• _Excerpt provided_:
_ _ _ _

Topeka — Several abortion providers on Wednesday asked the Kansas health department to scrap some of its new regulations for them, and an attorney for two physicians who've sued over the rules suggested the state has an opportunity to end their lawsuit.
But leaders of three anti-abortion groups testified during a Kansas Department of Health and Environment hearing that the rules are reasonable in telling providers what drugs and equipment they must stock and setting minimum temperature and sizes for procedure and recovery rooms. Supporters of the rules also rejected the providers' arguments that they were rushed.
A federal judge has blocked enforcement of the rules until he decides the federal lawsuit. The department initially skipped having a public hearing and considering changes so that the regulations could be in place by July, but they're set to expire Oct. 29 unless it goes through that process.
Even officials from Planned Parenthood of Kansas and Mid-Missouri, which isn't involved in the lawsuit and has received a health department license to continue performing abortions at its suburban Kansas City clinic, told the health department that the regulations are filled with unnecessary requirements that do nothing to protect women's health.
"The fact that regulations can be met does not mean they should be met," said Peter Brownlie, the Planned Parenthood chapter's president and chief executive officer.
Drs. Herbert Hodes, and his daughter, Traci Nauser, submitted a detailed statement saying many of the new requirements are "medically unnecessary" and designed to put operations like theirs out of business. They filed the federal lawsuit in June, just before the health department said their Center for Women's Health, also in Overland Park, would not be licensed to continue performing abortions.

_ _ _ _

• _Work instruction 1_:
Answer these about the article on the Kansas abortion regulations:
(a) On what date are the regulations set to expire unless the health department goes through the hearing process?
(b) What positions does Peter Brownlie hold?
(c) In what month did Hodes and Nauser file their federal lawsuit?
• _Work instruction 2_: Reproduce the article on the Kansas abortion regulations word for word, everything from "Even officials from" down to "protect women's health.".
• _Work instruction 3_: Write the next part of the news article on the Kansas abortion clinic regulations, picking up after its final sentence.

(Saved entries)
_ _ _ _

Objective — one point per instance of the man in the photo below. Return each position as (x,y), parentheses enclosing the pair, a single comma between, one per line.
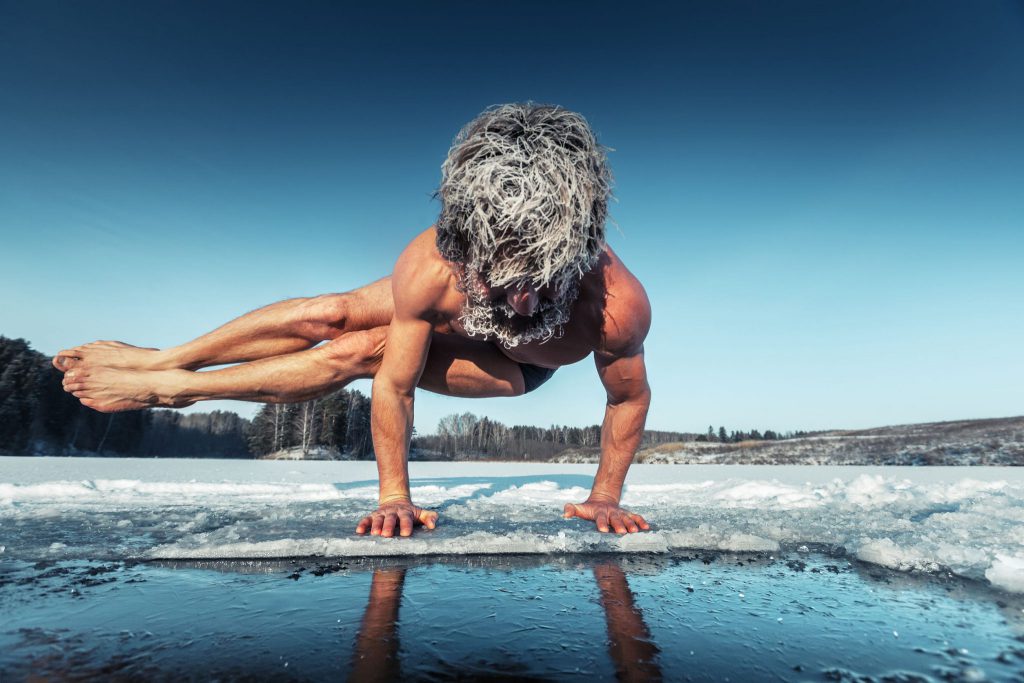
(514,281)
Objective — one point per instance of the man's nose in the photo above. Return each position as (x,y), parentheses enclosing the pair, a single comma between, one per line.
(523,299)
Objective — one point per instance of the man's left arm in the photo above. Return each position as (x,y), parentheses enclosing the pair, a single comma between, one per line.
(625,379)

_ _ _ _

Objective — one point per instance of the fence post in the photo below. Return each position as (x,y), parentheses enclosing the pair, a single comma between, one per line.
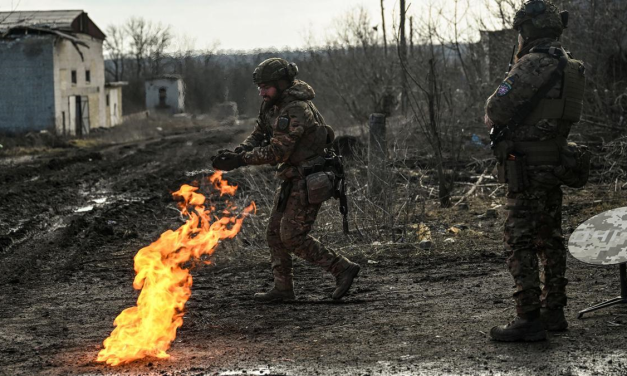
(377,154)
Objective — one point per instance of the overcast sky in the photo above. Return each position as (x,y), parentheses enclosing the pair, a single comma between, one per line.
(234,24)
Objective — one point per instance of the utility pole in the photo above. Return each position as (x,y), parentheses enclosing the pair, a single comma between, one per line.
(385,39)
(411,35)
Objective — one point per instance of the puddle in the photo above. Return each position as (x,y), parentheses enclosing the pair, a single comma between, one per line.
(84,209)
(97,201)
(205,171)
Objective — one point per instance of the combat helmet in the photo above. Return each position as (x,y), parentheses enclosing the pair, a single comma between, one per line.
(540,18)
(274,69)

_ _ _ _

• _Task output 1_:
(a) Oct. 29
(b) President and chief executive officer of the Planned Parenthood chapter
(c) June

• _Task output 2_:
Even officials from Planned Parenthood of Kansas and Mid-Missouri, which isn't involved in the lawsuit and has received a health department license to continue performing abortions at its suburban Kansas City clinic, told the health department that the regulations are filled with unnecessary requirements that do nothing to protect women's health.

• _Task output 3_:
The department has said it will consider suggested changes, but abortion rights advocates are skeptical because Gov. Sam Brownback is an anti-abortion Republican who's already called the rules reasonable. Bonnie Scott Jones, an attorney for the New York-based Center for Reproductive Rights, which is representing Hodes and Nauser, said if the department rewrites the regulations enough, "There shouldn't need to be litigation."
"This is not a done deal," she said. "This is an opportunity for them."
Abortion rights advocates also had a Statehouse rally Wednesday to protest the regulations.
But supporters of the new regulations believe they'll protect patients from substandard care and are comparable or even less strict than standards in other states that previously have been upheld by the courts.
"These abortion clinic regulations are a long time coming," said Troy Newman, president of the anti-abortion group Operation Rescue. "Quite frankly, Kansas has been in the Dark Ages when it comes to abortion clinic regulations."